┌─ DATASET EXCERPTS

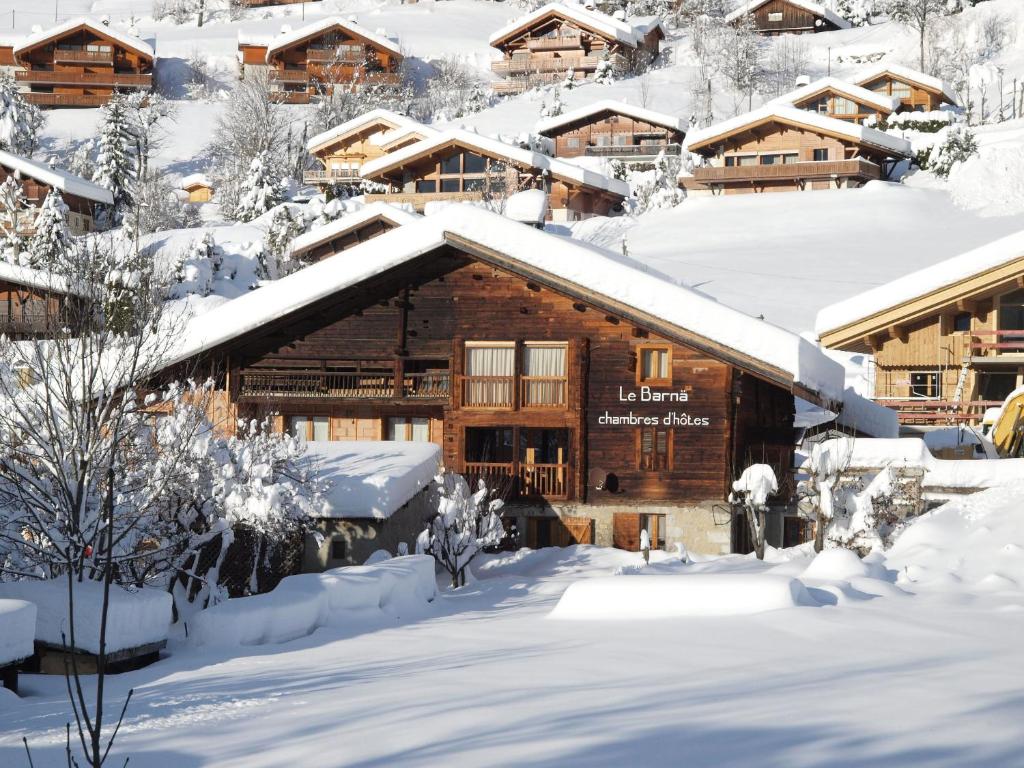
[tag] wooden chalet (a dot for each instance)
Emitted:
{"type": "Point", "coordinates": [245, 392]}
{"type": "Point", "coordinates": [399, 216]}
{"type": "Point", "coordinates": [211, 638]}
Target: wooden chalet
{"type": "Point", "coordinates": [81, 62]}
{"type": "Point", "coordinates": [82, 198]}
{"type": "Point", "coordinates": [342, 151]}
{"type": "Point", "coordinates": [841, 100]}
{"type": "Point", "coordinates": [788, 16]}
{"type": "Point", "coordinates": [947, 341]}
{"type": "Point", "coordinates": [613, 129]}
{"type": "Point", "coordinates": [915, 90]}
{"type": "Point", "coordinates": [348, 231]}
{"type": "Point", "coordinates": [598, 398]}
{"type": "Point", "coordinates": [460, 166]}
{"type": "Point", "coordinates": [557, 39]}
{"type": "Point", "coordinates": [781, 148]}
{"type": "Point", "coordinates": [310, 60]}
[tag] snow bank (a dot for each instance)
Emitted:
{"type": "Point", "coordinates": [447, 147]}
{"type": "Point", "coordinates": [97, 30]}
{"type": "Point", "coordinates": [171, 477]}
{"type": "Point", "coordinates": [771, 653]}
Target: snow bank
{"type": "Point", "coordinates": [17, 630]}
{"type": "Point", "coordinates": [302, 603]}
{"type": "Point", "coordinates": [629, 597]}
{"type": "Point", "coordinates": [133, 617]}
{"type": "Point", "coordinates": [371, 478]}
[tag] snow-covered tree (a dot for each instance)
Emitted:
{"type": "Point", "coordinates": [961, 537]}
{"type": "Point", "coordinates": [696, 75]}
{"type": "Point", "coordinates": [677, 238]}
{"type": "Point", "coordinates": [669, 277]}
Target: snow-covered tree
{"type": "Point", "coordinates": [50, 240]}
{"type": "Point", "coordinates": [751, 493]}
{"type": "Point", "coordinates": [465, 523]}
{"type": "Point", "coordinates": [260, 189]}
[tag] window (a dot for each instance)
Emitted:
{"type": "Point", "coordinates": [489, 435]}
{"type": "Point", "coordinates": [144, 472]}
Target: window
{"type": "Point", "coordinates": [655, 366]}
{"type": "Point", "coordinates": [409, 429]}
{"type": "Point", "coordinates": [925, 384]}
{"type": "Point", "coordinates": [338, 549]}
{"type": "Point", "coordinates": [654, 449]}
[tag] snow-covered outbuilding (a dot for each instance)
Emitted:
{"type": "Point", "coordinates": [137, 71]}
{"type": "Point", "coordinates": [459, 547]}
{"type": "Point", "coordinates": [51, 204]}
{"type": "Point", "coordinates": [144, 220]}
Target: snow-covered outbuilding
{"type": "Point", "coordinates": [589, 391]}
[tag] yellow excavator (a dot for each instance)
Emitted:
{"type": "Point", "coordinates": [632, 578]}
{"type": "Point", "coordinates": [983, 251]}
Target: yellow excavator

└─
┌─ DATASET EXCERPTS

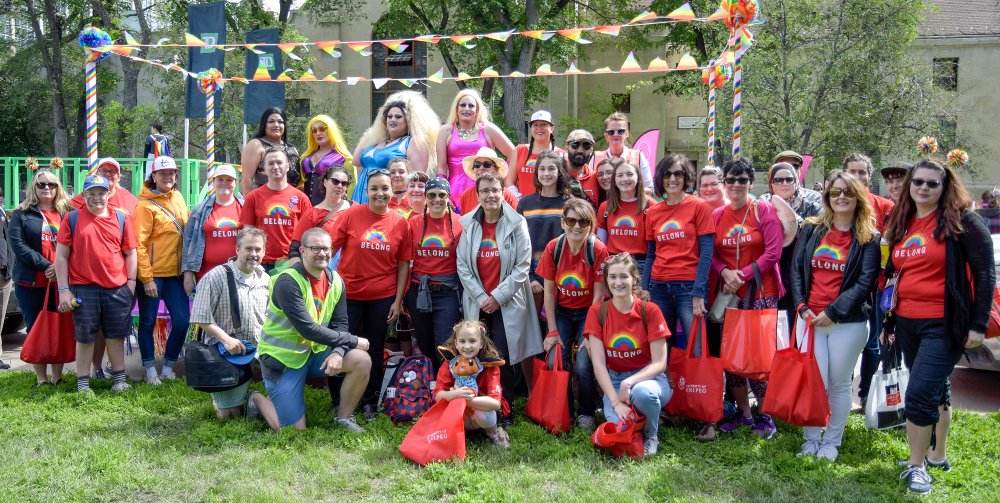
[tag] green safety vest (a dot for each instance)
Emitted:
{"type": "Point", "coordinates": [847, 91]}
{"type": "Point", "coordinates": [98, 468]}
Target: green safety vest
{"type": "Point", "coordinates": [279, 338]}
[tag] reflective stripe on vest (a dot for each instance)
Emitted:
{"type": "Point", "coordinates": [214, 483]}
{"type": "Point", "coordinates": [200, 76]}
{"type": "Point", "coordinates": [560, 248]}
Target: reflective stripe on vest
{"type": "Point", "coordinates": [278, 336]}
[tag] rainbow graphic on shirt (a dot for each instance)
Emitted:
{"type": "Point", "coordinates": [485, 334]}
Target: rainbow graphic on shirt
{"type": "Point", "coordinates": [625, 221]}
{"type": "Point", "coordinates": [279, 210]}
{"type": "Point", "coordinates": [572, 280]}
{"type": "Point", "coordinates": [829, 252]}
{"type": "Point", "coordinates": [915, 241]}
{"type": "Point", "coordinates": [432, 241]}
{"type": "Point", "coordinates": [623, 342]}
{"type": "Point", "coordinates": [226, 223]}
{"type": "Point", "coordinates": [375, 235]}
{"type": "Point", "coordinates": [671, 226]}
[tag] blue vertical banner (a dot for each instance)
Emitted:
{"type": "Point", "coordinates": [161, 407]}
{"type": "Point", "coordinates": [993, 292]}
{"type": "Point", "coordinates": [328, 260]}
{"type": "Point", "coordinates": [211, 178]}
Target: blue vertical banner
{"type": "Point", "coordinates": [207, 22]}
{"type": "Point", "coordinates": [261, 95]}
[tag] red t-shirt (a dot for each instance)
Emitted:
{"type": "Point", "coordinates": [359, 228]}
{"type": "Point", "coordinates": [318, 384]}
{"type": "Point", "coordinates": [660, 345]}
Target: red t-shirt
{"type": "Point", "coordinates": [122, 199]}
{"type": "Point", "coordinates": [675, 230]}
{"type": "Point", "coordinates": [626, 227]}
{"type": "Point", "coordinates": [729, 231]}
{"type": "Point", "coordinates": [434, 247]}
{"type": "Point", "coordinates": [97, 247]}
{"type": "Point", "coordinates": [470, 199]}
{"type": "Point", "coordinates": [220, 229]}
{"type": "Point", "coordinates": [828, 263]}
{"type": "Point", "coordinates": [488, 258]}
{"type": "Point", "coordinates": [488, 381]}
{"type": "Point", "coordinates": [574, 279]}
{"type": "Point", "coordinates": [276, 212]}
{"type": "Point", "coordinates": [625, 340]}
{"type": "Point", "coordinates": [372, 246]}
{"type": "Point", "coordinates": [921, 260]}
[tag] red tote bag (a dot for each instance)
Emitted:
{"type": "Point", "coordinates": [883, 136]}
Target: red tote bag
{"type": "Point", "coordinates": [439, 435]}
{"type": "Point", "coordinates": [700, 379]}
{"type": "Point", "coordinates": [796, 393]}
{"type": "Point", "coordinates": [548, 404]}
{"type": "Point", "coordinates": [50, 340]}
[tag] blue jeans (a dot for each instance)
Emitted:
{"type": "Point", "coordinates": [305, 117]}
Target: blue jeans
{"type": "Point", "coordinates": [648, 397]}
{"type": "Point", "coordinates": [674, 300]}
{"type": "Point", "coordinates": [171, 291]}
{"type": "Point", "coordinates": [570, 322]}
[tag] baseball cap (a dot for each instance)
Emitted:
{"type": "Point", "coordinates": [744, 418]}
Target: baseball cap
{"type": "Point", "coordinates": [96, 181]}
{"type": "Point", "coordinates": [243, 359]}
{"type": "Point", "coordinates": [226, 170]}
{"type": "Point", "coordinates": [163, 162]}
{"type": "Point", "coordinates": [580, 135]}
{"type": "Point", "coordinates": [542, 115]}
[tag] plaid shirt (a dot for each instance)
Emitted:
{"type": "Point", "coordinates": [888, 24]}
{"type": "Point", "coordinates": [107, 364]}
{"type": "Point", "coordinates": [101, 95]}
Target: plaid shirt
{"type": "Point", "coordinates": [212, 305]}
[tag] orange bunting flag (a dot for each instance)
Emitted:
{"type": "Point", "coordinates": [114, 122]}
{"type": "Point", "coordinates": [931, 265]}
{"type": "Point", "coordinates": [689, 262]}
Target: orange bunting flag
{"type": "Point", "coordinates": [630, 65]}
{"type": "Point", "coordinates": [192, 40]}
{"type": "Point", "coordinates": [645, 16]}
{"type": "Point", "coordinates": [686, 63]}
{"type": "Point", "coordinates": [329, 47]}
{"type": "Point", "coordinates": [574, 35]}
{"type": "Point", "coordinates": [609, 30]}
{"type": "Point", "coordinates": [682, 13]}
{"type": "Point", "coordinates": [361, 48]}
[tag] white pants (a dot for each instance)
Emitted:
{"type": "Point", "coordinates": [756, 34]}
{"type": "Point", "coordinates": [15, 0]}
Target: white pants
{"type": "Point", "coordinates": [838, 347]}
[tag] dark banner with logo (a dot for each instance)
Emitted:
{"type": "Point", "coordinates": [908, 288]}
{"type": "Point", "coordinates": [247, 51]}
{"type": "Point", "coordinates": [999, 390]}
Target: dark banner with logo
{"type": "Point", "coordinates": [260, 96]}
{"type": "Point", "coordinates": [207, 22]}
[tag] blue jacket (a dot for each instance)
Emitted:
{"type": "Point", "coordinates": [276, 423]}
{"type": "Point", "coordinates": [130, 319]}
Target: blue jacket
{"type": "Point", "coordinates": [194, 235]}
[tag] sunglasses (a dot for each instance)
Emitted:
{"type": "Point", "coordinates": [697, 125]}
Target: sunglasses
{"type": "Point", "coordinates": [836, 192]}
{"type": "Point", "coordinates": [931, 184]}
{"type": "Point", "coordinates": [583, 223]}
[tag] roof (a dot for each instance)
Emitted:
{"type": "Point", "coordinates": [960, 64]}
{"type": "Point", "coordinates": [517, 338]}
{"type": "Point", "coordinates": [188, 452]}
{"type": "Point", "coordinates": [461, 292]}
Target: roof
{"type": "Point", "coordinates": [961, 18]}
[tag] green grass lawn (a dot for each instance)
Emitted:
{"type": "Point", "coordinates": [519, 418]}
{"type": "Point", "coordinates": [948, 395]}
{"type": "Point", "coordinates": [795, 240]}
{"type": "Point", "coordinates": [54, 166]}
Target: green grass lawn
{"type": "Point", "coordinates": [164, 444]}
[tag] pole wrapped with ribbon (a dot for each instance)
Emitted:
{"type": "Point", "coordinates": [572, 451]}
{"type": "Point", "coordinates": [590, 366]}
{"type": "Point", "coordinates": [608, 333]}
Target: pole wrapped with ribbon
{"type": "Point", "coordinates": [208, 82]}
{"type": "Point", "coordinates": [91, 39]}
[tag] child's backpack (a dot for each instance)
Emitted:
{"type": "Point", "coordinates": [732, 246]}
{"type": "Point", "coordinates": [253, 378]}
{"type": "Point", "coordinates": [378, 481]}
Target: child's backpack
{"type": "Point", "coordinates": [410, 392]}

└─

## WORK REQUIRED
Show every line of the rows above that contains the string "orange", copying each one in full. Case counts.

## ANSWER TO THE EXERCISE
[tag] orange bunting flag (a dot for each instance)
Target: orange bunting flag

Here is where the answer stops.